Activity 1
In the Yelena Ezau profile, begin at "Kazakhstani volleyball player" and stop after "domestic league matches.", writing that part out again with "volleyball athlete" in place of "volleyball player".
Activity 2
Write the next part of the Yelena Ezau profile, picking up after its last sentence.

Selected excerpt
Personal information
- Nickname: Jelena Ezau
- Nationality: Kazakhstan
- Born: 9 March 1983 (age 43) Pavlodar, Kazakh SSR, Soviet Union
- Hometown: Pavlodar
- Height: 1.74 m (5 ft 9 in)
- Weight: 57 kg (126 lb)
- Spike: 275 cm (108 in)
- Block: 265 cm (104 in)

Volleyball information
- Position: Liberto
- Current club: Altay VC
- Number: 10

Career
| Years | Teams |
| 2008 | Rahat |

National team
| 2006-present | Kazakhstan |

Honours
Representing Kazakhstan
Asian Games
| Bronze medal – third place | 2010 Guangzhou | team |

= Yelena Ezau =

Kazakhstani volleyball player

Yelena Ezau (Елена Викторовна Эзау, born 9 March 1983) is a Kazakhstani female volleyball player who currently plays for the Kazakhstani domestic club Altay VC in domestic league matches.

She has represented Kazakhstan national team in several international competitive events including the FIVB Volleyball Women's World Championship, in the Asian Games and in the solitary Olympic event in 2008.

Data section
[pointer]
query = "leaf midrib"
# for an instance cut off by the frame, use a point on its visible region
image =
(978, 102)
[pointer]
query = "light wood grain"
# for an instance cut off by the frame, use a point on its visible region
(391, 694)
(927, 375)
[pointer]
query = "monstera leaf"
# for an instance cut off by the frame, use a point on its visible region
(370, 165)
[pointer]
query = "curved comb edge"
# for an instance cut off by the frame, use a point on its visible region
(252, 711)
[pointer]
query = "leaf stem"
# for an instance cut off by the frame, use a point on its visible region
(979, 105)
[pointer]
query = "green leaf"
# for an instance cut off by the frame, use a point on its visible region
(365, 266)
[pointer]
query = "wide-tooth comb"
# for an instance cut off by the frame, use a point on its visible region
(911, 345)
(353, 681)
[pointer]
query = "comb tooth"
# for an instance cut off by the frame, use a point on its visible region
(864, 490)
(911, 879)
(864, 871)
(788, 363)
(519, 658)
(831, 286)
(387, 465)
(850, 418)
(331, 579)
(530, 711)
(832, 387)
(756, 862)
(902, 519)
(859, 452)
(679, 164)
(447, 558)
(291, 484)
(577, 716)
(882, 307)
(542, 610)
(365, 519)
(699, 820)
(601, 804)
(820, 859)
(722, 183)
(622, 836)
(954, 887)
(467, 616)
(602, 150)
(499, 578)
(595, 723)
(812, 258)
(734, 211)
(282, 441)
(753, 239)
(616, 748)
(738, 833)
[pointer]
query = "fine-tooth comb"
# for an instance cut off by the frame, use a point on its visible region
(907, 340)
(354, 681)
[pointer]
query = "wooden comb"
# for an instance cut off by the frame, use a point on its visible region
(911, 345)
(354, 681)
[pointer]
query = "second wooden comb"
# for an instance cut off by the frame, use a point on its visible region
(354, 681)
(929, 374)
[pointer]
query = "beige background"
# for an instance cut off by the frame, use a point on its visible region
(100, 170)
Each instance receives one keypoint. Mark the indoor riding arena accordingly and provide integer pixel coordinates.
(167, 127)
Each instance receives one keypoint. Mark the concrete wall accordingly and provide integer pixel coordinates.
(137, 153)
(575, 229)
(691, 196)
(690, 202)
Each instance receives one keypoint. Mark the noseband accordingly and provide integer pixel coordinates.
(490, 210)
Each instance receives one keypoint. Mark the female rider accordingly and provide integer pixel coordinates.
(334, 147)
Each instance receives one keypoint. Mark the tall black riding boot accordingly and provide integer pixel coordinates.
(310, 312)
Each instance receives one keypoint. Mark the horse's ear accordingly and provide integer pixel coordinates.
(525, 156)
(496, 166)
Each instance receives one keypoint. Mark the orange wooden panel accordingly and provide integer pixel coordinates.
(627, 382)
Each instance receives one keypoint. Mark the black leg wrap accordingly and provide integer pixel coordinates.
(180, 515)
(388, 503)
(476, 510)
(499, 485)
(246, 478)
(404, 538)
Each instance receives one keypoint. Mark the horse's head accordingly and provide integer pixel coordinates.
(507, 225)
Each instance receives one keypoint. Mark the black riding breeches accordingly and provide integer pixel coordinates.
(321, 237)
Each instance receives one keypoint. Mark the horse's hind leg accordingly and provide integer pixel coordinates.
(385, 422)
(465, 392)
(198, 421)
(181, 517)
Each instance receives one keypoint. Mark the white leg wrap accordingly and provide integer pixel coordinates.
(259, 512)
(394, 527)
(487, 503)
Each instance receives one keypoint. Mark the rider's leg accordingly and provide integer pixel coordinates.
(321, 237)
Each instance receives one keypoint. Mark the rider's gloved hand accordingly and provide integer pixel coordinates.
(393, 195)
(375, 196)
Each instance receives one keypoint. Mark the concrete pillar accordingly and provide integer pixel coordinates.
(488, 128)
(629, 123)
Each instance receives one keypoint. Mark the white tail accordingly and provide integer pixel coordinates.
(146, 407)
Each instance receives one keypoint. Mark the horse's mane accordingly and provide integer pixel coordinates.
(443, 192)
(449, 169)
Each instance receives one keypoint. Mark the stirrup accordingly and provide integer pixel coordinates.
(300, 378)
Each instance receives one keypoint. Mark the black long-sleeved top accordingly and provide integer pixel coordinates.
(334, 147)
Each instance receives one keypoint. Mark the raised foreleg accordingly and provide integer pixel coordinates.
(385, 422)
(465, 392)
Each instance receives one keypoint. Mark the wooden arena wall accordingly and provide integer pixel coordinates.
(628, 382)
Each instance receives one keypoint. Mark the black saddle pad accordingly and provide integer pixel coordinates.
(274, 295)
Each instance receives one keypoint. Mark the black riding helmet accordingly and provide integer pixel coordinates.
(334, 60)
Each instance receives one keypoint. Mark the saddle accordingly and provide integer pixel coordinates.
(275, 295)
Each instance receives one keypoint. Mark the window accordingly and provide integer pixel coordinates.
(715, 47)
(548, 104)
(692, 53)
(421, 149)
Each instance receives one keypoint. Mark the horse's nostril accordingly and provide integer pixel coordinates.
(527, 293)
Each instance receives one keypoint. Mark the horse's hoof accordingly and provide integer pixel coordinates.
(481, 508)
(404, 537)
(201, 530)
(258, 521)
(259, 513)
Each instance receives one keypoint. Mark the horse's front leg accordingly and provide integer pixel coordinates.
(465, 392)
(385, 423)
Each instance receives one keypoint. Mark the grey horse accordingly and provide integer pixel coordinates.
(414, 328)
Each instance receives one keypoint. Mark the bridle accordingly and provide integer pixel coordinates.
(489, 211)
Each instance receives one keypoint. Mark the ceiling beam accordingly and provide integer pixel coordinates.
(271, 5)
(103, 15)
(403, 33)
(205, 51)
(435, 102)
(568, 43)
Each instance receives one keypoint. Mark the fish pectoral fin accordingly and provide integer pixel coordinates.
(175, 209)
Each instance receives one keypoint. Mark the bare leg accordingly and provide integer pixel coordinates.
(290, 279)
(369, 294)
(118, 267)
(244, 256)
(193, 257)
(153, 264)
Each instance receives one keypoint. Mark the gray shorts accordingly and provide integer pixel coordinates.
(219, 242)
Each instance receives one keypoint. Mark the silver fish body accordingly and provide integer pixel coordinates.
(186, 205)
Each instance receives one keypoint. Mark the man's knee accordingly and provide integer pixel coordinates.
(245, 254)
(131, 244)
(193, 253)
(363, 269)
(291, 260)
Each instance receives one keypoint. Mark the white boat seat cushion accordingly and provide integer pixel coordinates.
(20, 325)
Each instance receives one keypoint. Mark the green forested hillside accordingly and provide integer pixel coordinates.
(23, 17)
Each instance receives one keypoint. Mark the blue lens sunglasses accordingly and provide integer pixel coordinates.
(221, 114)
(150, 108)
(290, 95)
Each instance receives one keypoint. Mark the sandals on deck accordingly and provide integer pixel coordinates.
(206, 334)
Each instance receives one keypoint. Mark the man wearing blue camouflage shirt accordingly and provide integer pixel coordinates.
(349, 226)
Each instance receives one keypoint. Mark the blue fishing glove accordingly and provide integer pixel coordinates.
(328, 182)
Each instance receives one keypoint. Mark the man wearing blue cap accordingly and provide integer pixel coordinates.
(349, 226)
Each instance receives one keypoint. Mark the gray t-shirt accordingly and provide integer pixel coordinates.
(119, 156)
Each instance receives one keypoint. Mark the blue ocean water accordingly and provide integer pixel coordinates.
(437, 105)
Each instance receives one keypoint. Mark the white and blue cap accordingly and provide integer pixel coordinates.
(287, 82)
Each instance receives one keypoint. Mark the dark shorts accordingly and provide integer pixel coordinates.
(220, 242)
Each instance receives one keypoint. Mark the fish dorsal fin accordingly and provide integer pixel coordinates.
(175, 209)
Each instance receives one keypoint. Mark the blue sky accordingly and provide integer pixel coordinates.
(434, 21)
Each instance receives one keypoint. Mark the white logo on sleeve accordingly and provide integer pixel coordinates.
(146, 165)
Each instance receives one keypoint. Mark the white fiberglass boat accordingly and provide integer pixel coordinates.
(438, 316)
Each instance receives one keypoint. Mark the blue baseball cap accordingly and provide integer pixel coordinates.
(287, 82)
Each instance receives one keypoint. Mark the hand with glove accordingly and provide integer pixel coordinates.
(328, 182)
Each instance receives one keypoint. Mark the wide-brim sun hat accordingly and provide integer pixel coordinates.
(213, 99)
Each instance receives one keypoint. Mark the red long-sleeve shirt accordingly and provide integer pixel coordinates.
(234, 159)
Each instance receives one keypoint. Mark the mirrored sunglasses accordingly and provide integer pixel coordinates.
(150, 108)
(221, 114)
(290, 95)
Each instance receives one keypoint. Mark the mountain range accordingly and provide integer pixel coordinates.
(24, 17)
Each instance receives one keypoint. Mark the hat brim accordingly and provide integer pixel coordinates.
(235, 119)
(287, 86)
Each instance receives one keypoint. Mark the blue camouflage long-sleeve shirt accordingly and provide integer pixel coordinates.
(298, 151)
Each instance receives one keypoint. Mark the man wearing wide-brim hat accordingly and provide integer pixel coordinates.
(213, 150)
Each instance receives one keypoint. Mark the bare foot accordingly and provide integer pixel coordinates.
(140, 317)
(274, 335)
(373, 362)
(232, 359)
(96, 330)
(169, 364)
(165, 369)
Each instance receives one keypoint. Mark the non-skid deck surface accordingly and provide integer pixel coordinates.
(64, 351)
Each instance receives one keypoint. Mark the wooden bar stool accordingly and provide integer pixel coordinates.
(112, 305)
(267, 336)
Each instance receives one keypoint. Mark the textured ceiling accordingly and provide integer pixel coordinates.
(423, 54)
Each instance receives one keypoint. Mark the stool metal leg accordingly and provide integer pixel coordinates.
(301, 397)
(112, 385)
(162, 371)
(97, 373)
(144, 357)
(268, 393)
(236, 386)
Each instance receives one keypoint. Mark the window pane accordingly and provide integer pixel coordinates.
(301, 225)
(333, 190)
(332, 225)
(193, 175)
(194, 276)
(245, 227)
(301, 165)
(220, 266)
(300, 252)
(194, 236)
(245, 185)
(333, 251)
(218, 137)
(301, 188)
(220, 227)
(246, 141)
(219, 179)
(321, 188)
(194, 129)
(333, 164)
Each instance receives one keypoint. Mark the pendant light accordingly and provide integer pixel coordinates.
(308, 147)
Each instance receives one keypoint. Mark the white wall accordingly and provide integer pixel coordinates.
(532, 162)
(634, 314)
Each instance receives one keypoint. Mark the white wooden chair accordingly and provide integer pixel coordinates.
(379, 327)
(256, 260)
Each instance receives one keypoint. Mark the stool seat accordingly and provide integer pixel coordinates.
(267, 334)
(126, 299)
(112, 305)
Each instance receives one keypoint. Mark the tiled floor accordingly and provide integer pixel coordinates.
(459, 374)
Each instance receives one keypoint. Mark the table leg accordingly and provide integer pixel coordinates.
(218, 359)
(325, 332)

Task answer 1
Kazakhstani volleyball athlete

Yelena Ezau (Елена Викторовна Эзау, born 9 March 1983) is a Kazakhstani female volleyball athlete who currently plays for the Kazakhstani domestic club Altay VC in domestic league matches.

Task answer 2
== Career ==
Yelena Ezau made it into the national side for the 2006 Asian Games after making her international debut in the same year. Four years later, she was part of the Kazakhstan team which secured bronze medal in the women's team event at the 2010 Asian Games. She also participated at the 2008 Summer Olympics, which is also her only Olympic event in her playing career.

Yelena has competed at the FIVB Volleyball Women's World Championship twice in 2006 and 2010. She also competed for the national side at the 2007 FIVB Volleyball World Grand Prix and at the 2008 FIVB Volleyball World Grand Prix.

She was also the member of the Kazakhstani domestic volleyball club Altay VC during the 2016 Asian Women's Club Volleyball Championship which eventually finished on fourth position after losing the bronze medal match to the Thai VC Bangkok Glass.